» Work task: Identify each row below that contains the string "after", matching case exactly, and copy those rows in full.

::::::

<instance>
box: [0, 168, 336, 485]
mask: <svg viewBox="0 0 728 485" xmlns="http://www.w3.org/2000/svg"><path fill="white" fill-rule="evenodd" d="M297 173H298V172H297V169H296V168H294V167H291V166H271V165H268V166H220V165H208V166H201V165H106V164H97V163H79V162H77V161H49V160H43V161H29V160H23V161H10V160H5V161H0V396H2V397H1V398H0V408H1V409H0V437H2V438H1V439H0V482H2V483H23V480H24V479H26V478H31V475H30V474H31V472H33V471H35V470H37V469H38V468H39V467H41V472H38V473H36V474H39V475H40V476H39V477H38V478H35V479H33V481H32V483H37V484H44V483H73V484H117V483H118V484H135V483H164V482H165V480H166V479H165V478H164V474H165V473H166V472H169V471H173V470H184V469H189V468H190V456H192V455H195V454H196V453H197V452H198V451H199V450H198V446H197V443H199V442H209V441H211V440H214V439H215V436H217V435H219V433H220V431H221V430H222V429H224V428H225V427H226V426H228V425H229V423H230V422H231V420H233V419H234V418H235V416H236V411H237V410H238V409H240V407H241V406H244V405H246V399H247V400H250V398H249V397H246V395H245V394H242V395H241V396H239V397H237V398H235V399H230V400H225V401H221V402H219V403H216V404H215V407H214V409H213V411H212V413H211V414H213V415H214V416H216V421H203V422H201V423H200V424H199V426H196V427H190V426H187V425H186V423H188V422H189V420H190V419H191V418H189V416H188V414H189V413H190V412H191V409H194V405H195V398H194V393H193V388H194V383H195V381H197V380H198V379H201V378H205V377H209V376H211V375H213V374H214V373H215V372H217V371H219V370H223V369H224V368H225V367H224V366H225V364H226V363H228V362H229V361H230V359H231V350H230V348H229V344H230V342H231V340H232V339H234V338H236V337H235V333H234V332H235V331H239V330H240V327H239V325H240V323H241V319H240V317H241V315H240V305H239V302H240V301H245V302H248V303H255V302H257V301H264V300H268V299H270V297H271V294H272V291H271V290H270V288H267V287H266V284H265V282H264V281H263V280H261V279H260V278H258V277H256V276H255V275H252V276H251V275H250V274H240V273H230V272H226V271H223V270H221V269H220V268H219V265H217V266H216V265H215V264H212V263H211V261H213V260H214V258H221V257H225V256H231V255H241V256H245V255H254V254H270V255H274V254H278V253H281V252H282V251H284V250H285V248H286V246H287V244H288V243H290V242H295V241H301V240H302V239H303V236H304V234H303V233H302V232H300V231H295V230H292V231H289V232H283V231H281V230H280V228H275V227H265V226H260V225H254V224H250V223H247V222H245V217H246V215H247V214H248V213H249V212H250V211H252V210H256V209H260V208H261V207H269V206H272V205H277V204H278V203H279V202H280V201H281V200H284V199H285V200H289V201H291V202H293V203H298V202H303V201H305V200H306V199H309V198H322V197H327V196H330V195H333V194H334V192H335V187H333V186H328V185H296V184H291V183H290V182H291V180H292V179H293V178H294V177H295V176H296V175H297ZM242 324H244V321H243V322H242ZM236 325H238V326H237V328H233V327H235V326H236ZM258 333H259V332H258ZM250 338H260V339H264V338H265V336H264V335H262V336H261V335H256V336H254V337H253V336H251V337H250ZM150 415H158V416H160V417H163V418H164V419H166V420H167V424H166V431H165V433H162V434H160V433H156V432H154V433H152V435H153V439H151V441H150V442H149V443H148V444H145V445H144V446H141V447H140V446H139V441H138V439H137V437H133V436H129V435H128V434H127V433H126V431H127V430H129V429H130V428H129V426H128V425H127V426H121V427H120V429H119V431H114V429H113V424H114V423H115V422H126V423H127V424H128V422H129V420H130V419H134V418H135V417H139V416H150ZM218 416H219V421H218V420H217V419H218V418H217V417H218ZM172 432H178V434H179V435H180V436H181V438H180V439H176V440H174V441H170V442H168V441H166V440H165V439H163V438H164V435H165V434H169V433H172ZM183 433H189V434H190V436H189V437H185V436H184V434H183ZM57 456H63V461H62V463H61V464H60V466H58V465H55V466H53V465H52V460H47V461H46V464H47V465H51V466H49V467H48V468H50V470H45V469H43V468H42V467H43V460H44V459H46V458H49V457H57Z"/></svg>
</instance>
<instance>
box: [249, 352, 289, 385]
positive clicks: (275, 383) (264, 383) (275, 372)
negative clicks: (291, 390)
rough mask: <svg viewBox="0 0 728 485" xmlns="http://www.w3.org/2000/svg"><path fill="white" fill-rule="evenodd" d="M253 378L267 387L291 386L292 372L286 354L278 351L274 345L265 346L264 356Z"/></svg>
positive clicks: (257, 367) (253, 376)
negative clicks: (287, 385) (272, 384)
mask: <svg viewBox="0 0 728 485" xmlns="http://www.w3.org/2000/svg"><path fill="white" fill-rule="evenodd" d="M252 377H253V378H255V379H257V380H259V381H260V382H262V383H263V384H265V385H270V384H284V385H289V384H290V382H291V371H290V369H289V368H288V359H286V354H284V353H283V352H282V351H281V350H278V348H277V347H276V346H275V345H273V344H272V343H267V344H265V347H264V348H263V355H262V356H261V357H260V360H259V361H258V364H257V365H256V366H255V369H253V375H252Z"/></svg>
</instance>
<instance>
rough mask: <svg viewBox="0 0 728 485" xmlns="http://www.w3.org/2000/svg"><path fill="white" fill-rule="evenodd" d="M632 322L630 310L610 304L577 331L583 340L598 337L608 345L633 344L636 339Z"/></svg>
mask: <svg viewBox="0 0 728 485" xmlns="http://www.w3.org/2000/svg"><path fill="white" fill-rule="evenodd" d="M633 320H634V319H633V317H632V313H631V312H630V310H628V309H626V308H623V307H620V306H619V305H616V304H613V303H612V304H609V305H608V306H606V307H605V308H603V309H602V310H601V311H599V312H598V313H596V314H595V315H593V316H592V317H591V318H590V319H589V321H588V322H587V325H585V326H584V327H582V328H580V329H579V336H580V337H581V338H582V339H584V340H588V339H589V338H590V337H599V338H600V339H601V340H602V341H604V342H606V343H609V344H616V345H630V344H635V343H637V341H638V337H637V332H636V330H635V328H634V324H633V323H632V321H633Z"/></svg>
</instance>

::::::

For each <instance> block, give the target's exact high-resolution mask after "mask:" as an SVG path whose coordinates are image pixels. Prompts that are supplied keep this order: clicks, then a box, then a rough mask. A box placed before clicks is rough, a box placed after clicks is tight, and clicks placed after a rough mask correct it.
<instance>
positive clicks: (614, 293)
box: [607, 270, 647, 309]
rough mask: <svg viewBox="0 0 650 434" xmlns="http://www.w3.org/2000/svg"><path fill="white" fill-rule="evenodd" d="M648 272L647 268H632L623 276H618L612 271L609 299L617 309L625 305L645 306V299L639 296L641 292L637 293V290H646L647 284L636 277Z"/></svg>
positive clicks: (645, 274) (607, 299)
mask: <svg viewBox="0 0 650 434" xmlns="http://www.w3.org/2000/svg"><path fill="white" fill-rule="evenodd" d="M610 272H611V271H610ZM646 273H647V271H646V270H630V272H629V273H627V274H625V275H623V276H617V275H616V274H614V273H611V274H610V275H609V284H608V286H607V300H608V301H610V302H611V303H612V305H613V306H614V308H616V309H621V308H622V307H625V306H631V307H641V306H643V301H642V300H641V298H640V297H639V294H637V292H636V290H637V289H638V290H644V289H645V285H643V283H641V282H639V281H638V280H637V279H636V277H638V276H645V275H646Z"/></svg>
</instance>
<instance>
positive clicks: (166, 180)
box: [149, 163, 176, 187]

::::::

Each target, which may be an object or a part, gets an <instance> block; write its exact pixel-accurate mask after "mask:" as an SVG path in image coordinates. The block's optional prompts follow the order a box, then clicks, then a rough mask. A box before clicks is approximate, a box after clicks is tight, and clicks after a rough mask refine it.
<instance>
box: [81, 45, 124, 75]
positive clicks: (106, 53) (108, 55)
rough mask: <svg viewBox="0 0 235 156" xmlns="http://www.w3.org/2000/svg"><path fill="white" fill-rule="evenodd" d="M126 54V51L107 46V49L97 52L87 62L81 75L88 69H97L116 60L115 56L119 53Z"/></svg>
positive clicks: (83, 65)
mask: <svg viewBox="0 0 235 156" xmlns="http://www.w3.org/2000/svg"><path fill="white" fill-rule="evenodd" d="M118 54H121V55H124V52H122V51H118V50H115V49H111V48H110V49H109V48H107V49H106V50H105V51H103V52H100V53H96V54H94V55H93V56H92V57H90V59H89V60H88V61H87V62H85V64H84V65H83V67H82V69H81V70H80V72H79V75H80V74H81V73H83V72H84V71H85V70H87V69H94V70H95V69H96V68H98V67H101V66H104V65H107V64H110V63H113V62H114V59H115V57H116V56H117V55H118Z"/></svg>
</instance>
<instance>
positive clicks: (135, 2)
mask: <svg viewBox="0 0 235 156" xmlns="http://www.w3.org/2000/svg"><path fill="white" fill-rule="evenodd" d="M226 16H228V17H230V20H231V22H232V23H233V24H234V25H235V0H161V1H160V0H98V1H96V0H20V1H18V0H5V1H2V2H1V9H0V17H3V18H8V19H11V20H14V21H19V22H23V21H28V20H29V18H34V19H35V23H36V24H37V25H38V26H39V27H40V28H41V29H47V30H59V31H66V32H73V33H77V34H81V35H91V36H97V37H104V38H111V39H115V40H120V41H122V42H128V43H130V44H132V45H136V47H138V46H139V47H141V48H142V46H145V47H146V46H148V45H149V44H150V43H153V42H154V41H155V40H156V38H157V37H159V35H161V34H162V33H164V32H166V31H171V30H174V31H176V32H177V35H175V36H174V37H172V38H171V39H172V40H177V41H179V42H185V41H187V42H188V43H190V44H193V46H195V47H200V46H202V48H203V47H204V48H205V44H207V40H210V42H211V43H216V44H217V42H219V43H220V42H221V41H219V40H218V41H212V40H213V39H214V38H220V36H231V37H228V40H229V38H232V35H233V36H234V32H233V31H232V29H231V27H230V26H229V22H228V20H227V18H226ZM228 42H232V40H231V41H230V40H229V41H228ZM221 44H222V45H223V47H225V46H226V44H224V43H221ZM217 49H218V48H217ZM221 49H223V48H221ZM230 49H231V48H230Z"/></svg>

::::::

» Solved exercise:
For each <instance> block, give the target's exact high-resolution mask after "mask:" as an SVG path whose coordinates are image pixels. Prompts that are supplied keep this order: clicks, then a box, then a rough mask. A box placed before clicks is rough, a box placed after clicks is tight, and clicks placed after a rough mask correct it.
Each target, which may be an object or a part, gets an <instance> block; write its exact pixel-accurate mask after "mask:" as an SVG path in image coordinates. The block's optional prompts follow the order a box, then clicks, then a rough mask. A box before clicks is approximate, a box after clicks is tight, and clicks after a rough mask refine it.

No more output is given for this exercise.